#### Page
____________

This method of travel is rare these days, as it's so easy to plan everything in advance online using the internet. And of course, we have the luxury of plane travel these days, so we can traverse continents in a matter of hours. We are incredibly lucky, but it's interesting and humbling to read about the type of travel people used to use before modern technology.
Sometimes it's beneficial to travel slowly, across land, just taking it day by day and not planning too far ahead. Maybe some people will feel inspired to use this old-fashioned, pure, authentic method of travel again after reading The Alchemist.
10. In A Sunburned Country by Bill Bryson
In a hilarious and upbeat first person narrative, Bill Bryson tells his own captivating story about traveling around Australia.
We all know that Australia is a huge country that is also a continent, and that it has lots of unique animals, many of which can kill you.
We know it is home to the Great Barrier Reef, the scorching outback desert, and laid-back surf towns.
What we don't know about Australia, is the little details of the land, the personalities of the people, and the diversity of the culture.
For anyone who wants to travel around Australia, but can't be bothered to read a whole guide book but still wants insight into the culture, this is the book for you. This is a great travel book for Australia as it educates you about the country while entertaining you about someone who has actually traveled around.
Bryson's informational and lighthearted text uncovers what really happens in "The Land Down Under" from his own experiences, which are sure to encourage future travelers to follow in his footsteps.
11. When Heaven And Earth Changed Places by Le Ly Hayslip
The Vietnam War was a devastating and life-changing event in human history, particularly for young Vietnamese children at the time. This book tells the story of Le Ly Hayslip, a girl from a Buddhist family in central Vietnam whose life was thrown into turmoil during the war.
Though graphic and sometimes heartbreaking, this incredible novel emphasizes Le Ly's determination, courage, and inspiring sense of hope that survives through the brutality of war.
Even as a teenager, she has so much inner strength and remains true to herself despite her tumultuous surroundings. And as an adult, she maintains composure and compassion when revisiting Vietnam after escaping to the USA.
Reading Le Ly's story is not only eye-opening as to the history and culture of Vietnam, but it's incredibly empowering to women, as it shows a true story of how one young girl survived endless tragedy and still managed to become a strong and intelligent woman.
This is one of the best travel books for Vietnam because it describes the sensitive history of the country and reveals the courage of the Vietnamese people.
12. The Da Vinci Code by Dan Brown
Most people are familiar with the movie, The Da Vinci Code but those who have read the book have been blessed with a thrilling mystery novel that touches on some fascinating historical and religious themes.
Though it is a fiction novel, the story is based in fact, which leaves readers more informed and curious about the world. Brown references many religious artworks and statues, describes many churches and landmarks around Europe, and dissects some legends and myths of Christianity that people may not know about.
I found this book to be very compelling, almost intoxicating, because I could not put it down. Dan Brown is an amazing writer but also a clearly educated and intelligent citizen of the world.

____________

#### Excerpted records
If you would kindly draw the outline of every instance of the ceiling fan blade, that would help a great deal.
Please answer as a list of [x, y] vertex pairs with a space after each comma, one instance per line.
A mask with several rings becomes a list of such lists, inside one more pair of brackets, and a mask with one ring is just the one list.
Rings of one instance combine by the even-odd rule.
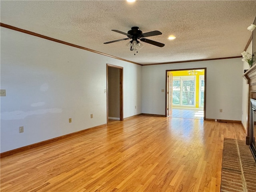
[[122, 31], [119, 31], [118, 30], [116, 30], [115, 29], [113, 29], [113, 30], [111, 30], [113, 31], [114, 31], [115, 32], [117, 32], [118, 33], [121, 33], [121, 34], [123, 34], [125, 35], [127, 35], [127, 36], [130, 36], [130, 35], [129, 34], [128, 34], [128, 33], [125, 33], [124, 32], [123, 32]]
[[156, 41], [153, 41], [152, 40], [150, 40], [150, 39], [142, 38], [142, 39], [140, 39], [140, 40], [141, 41], [143, 41], [143, 42], [145, 42], [145, 43], [149, 43], [150, 44], [151, 44], [153, 45], [155, 45], [156, 46], [157, 46], [158, 47], [163, 47], [164, 46], [164, 44], [163, 43], [161, 43], [159, 42], [157, 42]]
[[108, 42], [106, 42], [103, 43], [103, 44], [108, 44], [109, 43], [114, 43], [115, 42], [118, 42], [118, 41], [123, 41], [124, 40], [127, 40], [130, 39], [129, 38], [125, 38], [124, 39], [119, 39], [118, 40], [115, 40], [114, 41], [109, 41]]
[[140, 35], [143, 36], [142, 37], [147, 37], [150, 36], [154, 36], [155, 35], [162, 35], [162, 33], [158, 31], [153, 31], [147, 33], [142, 33]]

____________

#### To do
Turn the paragraph in the travel book list that begins "Though it is a fiction novel" into a short bulleted list that keeps its main facts.

#### Full solution
- A fiction novel whose story is based in fact, leaving readers more informed and curious about the world
- References many religious artworks and statues
- Describes many churches and landmarks around Europe
- Dissects legends and myths of Christianity that people may not know about